__EXCERPT TO READ__
···

See, your problem is the type of car that you drive. Rather than owning and driving a POS Tercel with 130,000 miles on it, you own a car that people would actually want to get their hands on. I could park my car in the middle of an abandoned parking lot with a giant neon arrow pointing to it and the keys in the ignition with the windows down and the doors open and still no one would steal it.

a.g.:
“Will M.Snay ever get laid?”

Of course he will. He’s friendly, jovial, caring, funny, giving, and nice almost to a fault. He just needs to find that right type of woman with gams from here to heaven and the right amount of perkiness, if you get my drift. It would also help if she liked Legos, Harry Potter, Battlestar Galactica, Star Trek, Star Wars, zombies, and Highlander. Speaking of, if you’re (yes you, out there on the internet) that type of lady, I’m sure Snay wouldn’t mind you reading his blog.

Alan:
“Friday Bonus Questions:

1. What secret would you never tell your blushing bride? You should probably ROT13 encode your answer since she reads your buh-log.

2. Are you smarter than a 5th Grader?

3. Given the following question:

“Assume Moe paid an arithemtic average of $250 for four
ladies of the evening. One of the women cost more than
all of the others. How much did he pay for the most expensive
woman?”

Is statement 1 alone, statement 2 alone or both statement 1
and 2 necessary to answer the question?

Statement 1: Moe paid the most expensive hooker $100 more
than the least expensive hooker.

Statement 2: Moe paid an arithmetic average of $900 for three
of the ladies.

Please justify your answer in a well thought out argument
containing no vulgar slang for coitus.

4. As Lori suggests, can a question have more than one answer? Can it have more than one _simple_ answer?

5. Who or what the fuck is the Green Marinèe?

6. If you and your blushing bride ever create offspring and the personality of said offspring takes more after your blushing bride, how will you explain this blog to them when they eventually find it on “Googles Buh-logs of Antiquity (Beta)”?

7. Why is it that when I’m really late for an appointment at work or to pick up my mal-adjusted offspring from Day-Torture, the drivers that annoy me by either blocking lanes while driving slower than traffic in their lane, or doing idiotic maneuvers while yapping on cell phones always seem to be driving one of three cars. It’s either an old-ass Jetta, a BMW Z4 (Yuppie putz) or a Celica (pain in the ass stoner). What’s up with that?

···

Object pointing dataset rows:
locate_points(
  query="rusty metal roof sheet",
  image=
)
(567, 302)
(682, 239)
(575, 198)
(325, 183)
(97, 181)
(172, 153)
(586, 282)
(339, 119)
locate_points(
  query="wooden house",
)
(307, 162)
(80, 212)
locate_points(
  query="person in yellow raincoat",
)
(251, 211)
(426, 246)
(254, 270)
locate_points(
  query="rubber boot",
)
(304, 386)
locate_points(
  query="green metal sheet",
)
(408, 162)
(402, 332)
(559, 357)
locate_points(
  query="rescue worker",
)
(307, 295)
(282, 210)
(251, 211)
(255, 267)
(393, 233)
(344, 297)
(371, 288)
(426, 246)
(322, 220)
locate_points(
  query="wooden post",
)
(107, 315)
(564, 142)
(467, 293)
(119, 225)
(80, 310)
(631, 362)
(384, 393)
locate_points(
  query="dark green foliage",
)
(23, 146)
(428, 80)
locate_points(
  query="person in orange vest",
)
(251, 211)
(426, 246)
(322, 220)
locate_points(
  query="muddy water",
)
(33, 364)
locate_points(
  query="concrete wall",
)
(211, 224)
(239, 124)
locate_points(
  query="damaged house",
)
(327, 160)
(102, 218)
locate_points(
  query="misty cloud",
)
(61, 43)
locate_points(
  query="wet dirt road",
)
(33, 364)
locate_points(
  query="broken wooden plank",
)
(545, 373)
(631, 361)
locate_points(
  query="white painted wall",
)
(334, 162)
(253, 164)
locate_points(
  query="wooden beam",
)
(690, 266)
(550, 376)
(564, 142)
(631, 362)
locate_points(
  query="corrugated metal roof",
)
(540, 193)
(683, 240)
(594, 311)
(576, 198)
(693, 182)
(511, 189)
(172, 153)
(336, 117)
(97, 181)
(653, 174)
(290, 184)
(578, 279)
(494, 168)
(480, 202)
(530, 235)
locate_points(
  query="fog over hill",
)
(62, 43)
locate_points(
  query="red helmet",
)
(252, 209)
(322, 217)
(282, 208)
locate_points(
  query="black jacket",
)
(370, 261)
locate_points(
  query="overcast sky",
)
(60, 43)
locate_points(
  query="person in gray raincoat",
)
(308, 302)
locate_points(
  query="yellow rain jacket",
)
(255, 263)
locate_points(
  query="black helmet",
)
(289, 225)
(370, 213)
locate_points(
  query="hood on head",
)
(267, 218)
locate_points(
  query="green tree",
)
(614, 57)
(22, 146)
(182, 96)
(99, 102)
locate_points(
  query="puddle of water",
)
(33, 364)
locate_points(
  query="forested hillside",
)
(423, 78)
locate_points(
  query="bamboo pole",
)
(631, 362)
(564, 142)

···

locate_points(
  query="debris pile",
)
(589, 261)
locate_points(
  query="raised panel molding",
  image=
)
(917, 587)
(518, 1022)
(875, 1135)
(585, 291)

···

__GIVEN TASK 1__
According to the blog post, what kind of car does the writer own?
__GIVEN TASK 2__
Reproduce the blog post word for word, starting with "Of course he" and going on through "a 5th Grader?".
__GIVEN TASK 3__
Translate this sentence from the blog post into Spanish: "He’s friendly, jovial, caring, funny, giving, and nice almost to a fault."
The records come from a separate source and are not part of the blog post.

__WORKED ANSWER 1__
A POS Tercel with 130,000 miles on it.

__WORKED ANSWER 2__
Of course he will. He’s friendly, jovial, caring, funny, giving, and nice almost to a fault. He just needs to find that right type of woman with gams from here to heaven and the right amount of perkiness, if you get my drift. It would also help if she liked Legos, Harry Potter, Battlestar Galactica, Star Trek, Star Wars, zombies, and Highlander. Speaking of, if you’re (yes you, out there on the internet) that type of lady, I’m sure Snay wouldn’t mind you reading his blog.

Alan:
“Friday Bonus Questions:

1. What secret would you never tell your blushing bride? You should probably ROT13 encode your answer since she reads your buh-log.

2. Are you smarter than a 5th Grader?

__WORKED ANSWER 3__
Es simpático, jovial, atento, divertido, generoso y amable casi en exceso.